■ **WORK TO DO**
Rewrite the records below as a Markdown table with the columns Row and Line, giving each nonblank line its own numbered row and skipping blank lines. Leave the pictures out of the table.

## start GIVEN DATA

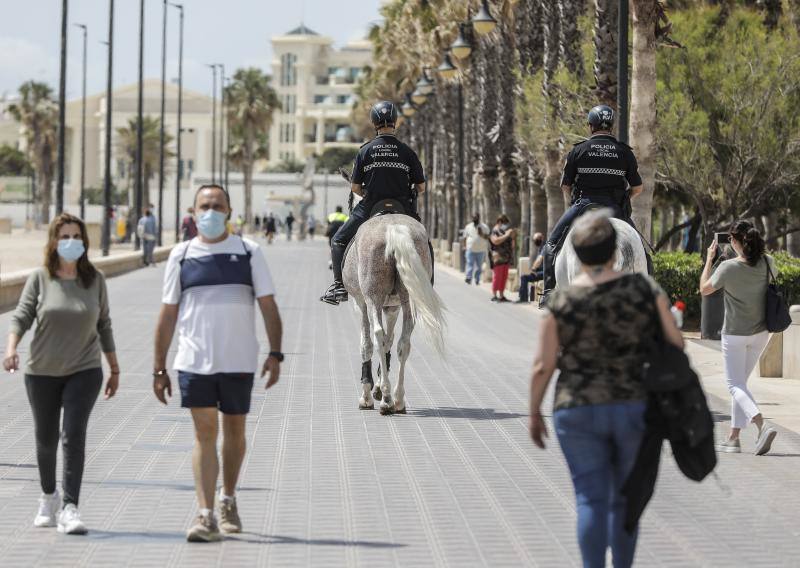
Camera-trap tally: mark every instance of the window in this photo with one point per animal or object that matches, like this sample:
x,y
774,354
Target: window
x,y
288,70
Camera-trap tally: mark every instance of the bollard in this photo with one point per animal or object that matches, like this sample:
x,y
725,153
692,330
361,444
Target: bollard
x,y
712,315
791,346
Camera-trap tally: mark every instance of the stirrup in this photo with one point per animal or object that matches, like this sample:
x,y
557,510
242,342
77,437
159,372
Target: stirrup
x,y
334,294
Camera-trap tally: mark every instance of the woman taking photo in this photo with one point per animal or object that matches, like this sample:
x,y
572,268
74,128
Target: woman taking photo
x,y
502,239
596,332
744,331
67,299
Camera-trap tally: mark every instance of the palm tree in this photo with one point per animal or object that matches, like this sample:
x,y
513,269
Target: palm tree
x,y
251,103
606,43
151,148
643,106
38,114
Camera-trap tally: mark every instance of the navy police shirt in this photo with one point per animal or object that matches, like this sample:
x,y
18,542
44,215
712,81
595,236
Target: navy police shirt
x,y
387,168
601,166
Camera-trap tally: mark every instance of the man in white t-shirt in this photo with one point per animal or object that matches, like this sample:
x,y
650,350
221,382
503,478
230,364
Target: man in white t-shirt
x,y
210,286
476,235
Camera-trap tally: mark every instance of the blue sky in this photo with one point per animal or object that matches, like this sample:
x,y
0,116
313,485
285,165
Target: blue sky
x,y
233,32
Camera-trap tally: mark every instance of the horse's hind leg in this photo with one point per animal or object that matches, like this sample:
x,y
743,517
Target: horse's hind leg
x,y
366,402
391,313
403,351
375,312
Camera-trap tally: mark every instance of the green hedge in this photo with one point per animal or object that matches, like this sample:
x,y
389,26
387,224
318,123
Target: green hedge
x,y
679,274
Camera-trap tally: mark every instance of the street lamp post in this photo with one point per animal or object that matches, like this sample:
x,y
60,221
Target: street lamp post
x,y
106,238
139,127
221,123
213,122
62,105
162,136
83,125
179,172
622,72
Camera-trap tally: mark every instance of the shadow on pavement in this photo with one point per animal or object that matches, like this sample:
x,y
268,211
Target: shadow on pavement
x,y
256,538
468,413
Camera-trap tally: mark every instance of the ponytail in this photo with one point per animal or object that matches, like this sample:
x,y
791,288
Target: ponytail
x,y
753,245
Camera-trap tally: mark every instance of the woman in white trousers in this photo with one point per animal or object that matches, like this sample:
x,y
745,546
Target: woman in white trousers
x,y
744,333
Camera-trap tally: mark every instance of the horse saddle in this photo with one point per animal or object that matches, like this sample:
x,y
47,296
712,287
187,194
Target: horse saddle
x,y
387,207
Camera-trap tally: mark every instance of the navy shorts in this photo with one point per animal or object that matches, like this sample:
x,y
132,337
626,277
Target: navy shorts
x,y
230,392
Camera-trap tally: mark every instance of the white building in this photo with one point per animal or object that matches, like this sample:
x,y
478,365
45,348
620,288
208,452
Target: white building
x,y
315,83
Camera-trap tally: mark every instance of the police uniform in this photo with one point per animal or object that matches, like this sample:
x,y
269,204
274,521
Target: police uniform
x,y
386,168
600,170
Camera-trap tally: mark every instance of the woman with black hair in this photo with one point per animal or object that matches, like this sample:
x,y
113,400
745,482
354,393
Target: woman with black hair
x,y
744,332
68,301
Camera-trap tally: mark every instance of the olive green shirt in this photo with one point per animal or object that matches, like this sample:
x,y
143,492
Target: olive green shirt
x,y
72,324
745,295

## end GIVEN DATA

■ **FULL ANSWER**
| Row | Line |
|---|---|
| 1 | Camera-trap tally: mark every instance of the window in this photo with one point per animal or object that matches, like this sample: |
| 2 | x,y |
| 3 | 774,354 |
| 4 | Target: window |
| 5 | x,y |
| 6 | 288,70 |
| 7 | Camera-trap tally: mark every instance of the bollard in this photo with one point per animal or object that matches, like this sample: |
| 8 | x,y |
| 9 | 725,153 |
| 10 | 692,330 |
| 11 | 361,444 |
| 12 | Target: bollard |
| 13 | x,y |
| 14 | 712,315 |
| 15 | 791,346 |
| 16 | Camera-trap tally: mark every instance of the stirrup in this photo with one point per animal or object that matches, like this sample: |
| 17 | x,y |
| 18 | 557,510 |
| 19 | 242,342 |
| 20 | 77,437 |
| 21 | 159,372 |
| 22 | Target: stirrup |
| 23 | x,y |
| 24 | 334,294 |
| 25 | Camera-trap tally: mark every instance of the woman taking photo in this photo with one point per animal or object that matches, like this sample: |
| 26 | x,y |
| 27 | 572,268 |
| 28 | 74,128 |
| 29 | Target: woman taking photo |
| 30 | x,y |
| 31 | 502,239 |
| 32 | 596,332 |
| 33 | 744,331 |
| 34 | 67,299 |
| 35 | Camera-trap tally: mark every instance of the palm tree in this photo with one point per animal or object that matches, like this sample: |
| 36 | x,y |
| 37 | 513,269 |
| 38 | Target: palm tree |
| 39 | x,y |
| 40 | 251,103 |
| 41 | 606,43 |
| 42 | 151,148 |
| 43 | 643,106 |
| 44 | 38,114 |
| 45 | Camera-trap tally: mark every instance of the navy police shirt in this photo with one point per animal or object that matches, like this sample: |
| 46 | x,y |
| 47 | 18,542 |
| 48 | 44,215 |
| 49 | 712,81 |
| 50 | 595,236 |
| 51 | Target: navy police shirt |
| 52 | x,y |
| 53 | 387,168 |
| 54 | 601,166 |
| 55 | Camera-trap tally: mark every instance of the man in white t-shirt in this photo with one point per animal or object that matches, like this sample: |
| 56 | x,y |
| 57 | 650,350 |
| 58 | 221,382 |
| 59 | 503,478 |
| 60 | 230,364 |
| 61 | Target: man in white t-shirt |
| 62 | x,y |
| 63 | 210,286 |
| 64 | 476,235 |
| 65 | Camera-trap tally: mark every instance of the blue sky in this photo with one point per animal or object that matches, like this sample: |
| 66 | x,y |
| 67 | 0,116 |
| 68 | 313,485 |
| 69 | 285,165 |
| 70 | Target: blue sky |
| 71 | x,y |
| 72 | 233,32 |
| 73 | Camera-trap tally: mark every instance of the horse's hind leg in this photo with one point per animal or object that matches, like this sample: |
| 74 | x,y |
| 75 | 743,517 |
| 76 | Target: horse's hind leg |
| 77 | x,y |
| 78 | 366,402 |
| 79 | 391,313 |
| 80 | 403,351 |
| 81 | 375,312 |
| 82 | Camera-trap tally: mark every instance of the green hedge in this photo with one point per animal or object that matches, like this sample: |
| 83 | x,y |
| 84 | 389,26 |
| 85 | 387,224 |
| 86 | 318,123 |
| 87 | Target: green hedge |
| 88 | x,y |
| 89 | 679,274 |
| 90 | Camera-trap tally: mark every instance of the street lamp post in this photo with one point per animal or object that matches, like this sample: |
| 91 | x,y |
| 92 | 60,221 |
| 93 | Target: street lamp post |
| 94 | x,y |
| 95 | 106,238 |
| 96 | 139,127 |
| 97 | 221,123 |
| 98 | 213,122 |
| 99 | 62,105 |
| 100 | 162,136 |
| 101 | 83,125 |
| 102 | 179,172 |
| 103 | 622,72 |
| 104 | Camera-trap tally: mark every instance of the shadow on pavement in this photo with one point per animal or object that matches, like this sample: |
| 105 | x,y |
| 106 | 268,211 |
| 107 | Target: shadow on pavement |
| 108 | x,y |
| 109 | 256,538 |
| 110 | 468,413 |
| 111 | Camera-trap tally: mark every instance of the ponytail in this photo with one point per animal or object that matches, like this sample: |
| 112 | x,y |
| 113 | 791,288 |
| 114 | Target: ponytail |
| 115 | x,y |
| 116 | 753,245 |
| 117 | Camera-trap tally: mark every instance of the woman in white trousers in this photo with one point per animal or object that matches, like this sample: |
| 118 | x,y |
| 119 | 745,546 |
| 120 | Target: woman in white trousers |
| 121 | x,y |
| 122 | 744,333 |
| 123 | Camera-trap tally: mark every instance of the horse saddle in this photo with one point per animal or object that matches, like this sample: |
| 124 | x,y |
| 125 | 47,296 |
| 126 | 712,287 |
| 127 | 187,194 |
| 128 | Target: horse saddle |
| 129 | x,y |
| 130 | 387,207 |
| 131 | Camera-trap tally: mark every instance of the navy shorts in this photo with one point per animal or object that matches, like this sample: |
| 132 | x,y |
| 133 | 132,337 |
| 134 | 626,277 |
| 135 | Target: navy shorts |
| 136 | x,y |
| 137 | 230,392 |
| 138 | Camera-trap tally: mark every instance of the white building in this photo with one point per animal or object that matches, like this sample: |
| 139 | x,y |
| 140 | 478,365 |
| 141 | 45,348 |
| 142 | 620,288 |
| 143 | 208,452 |
| 144 | Target: white building |
| 145 | x,y |
| 146 | 315,83 |
| 147 | Camera-trap tally: mark every instance of the police uniform in this photo with one point per animal or object that matches, like this sample: |
| 148 | x,y |
| 149 | 269,204 |
| 150 | 274,521 |
| 151 | Target: police uniform |
| 152 | x,y |
| 153 | 386,168 |
| 154 | 600,170 |
| 155 | Camera-trap tally: mark every instance of the woman with black hair in this photo with one point per animal or object that matches, like this sample: |
| 156 | x,y |
| 157 | 113,400 |
| 158 | 745,482 |
| 159 | 354,393 |
| 160 | Target: woman with black hair |
| 161 | x,y |
| 162 | 744,332 |
| 163 | 68,301 |
| 164 | Camera-trap tally: mark every instance of the olive green shirt in this photo with one point per animal or object that matches, like this sample: |
| 165 | x,y |
| 166 | 143,492 |
| 167 | Target: olive green shirt |
| 168 | x,y |
| 169 | 72,324 |
| 170 | 745,295 |